#### [Problems to solve]
**1.** Which two IBM products does the passage on print-job repositioning name as examples of an Automated Document Factory?
**2.** Extend the passage on print-job repositioning, picking up after its final sentence.

#### [Selected text]
In a data stream comprising multiple documents (e.g., customer invoices), the current, largely manual, repositioning process at the page-level may cause partial printing of documents. In other words, an operator may improperly reposition the data stream to resume printing at an incorrect page. This error may result in a partial document or partial mail piece being generated. Worse yet, the erroneous partial document may end up in another customer's envelope when the sheets are processed by inserters and the like. Such an error is not only unprofessional, but opens up the printing operator or business to possible liability for divulging customer confidential information (e.g., personal medical or financial information of a customer). For example, if Joe Smith's invoice is destroyed during the cutting process, the operator may desire to reprint Joe Smith's invoice. The operator may try to reposition the data stream to the first page of Joe Smith's invoice. However, the operator may inadvertently reposition the data stream to the last page of John Doe's invoice, which immediately precedes Joe Smith's invoice in the data stream. Thus, Joe Smith will receive the last page of John Doe's invoice.
It is possible within the art to produce system controls which can detect such a partial mail-piece condition, and disallow the actual mailing of the erroneous mail piece, as well as create a reprint for an individual mail piece. Such systems are most generally referred to as an Automated Document System or Automated Document Factory (ADF), and include IBM's Infoprint® Workflow and Infoprint® Process Director products. However, this invention advances the art over ADF functionality. First, such system controls may be most cost effective only for large mailing environments, and are far from ubiquitous in the mailing and e-presentment industries. By contrast, repositioning of a print job is an inherent print system capability, built into spooling systems as old as JES on z/OS, as currently evidenced by the ability to move forward and back, or print part of a file, on most modern print and presentation systems. Second, because the ADF is built atop the inherent capabilities, while it can detect a bad mail piece, it cannot prevent it. Because the inherent capabilities of the system allow page-level-reprinting to occur via printer or system commands, scrap costs and other operational headaches can still occur even with an ADF due to human error. ADFs can preclude such erroneous mailings from going out the door, but the present invention addresses and improves the inherent repositioning functionality to improve results in both ADF and non-ADF presentation environments.

#### [Given material]
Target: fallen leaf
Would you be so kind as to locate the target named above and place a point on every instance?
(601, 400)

#### [List of answers]
**1.** Infoprint® Workflow and Infoprint® Process Director.

**2.**
Unfortunately, present printing systems and management applications do not allow an operator to reposition a data stream at positions other than page-level boundaries. For example, even in highly controlled ADF environments where piece level reprinting is possible, page-level repositioning is still built into printer and spooling system controls, and is in wide use to correct common quality issues such as making adjustments to the “look” of the printing via backing up and trying (n) pages again after making changes to the printer, paper, etc. Thus, an operator choosing an inappropriate restart position after a reposition within the data stream remains a problem. This creates a risk of printing partial-mail pieces and other partial document printing.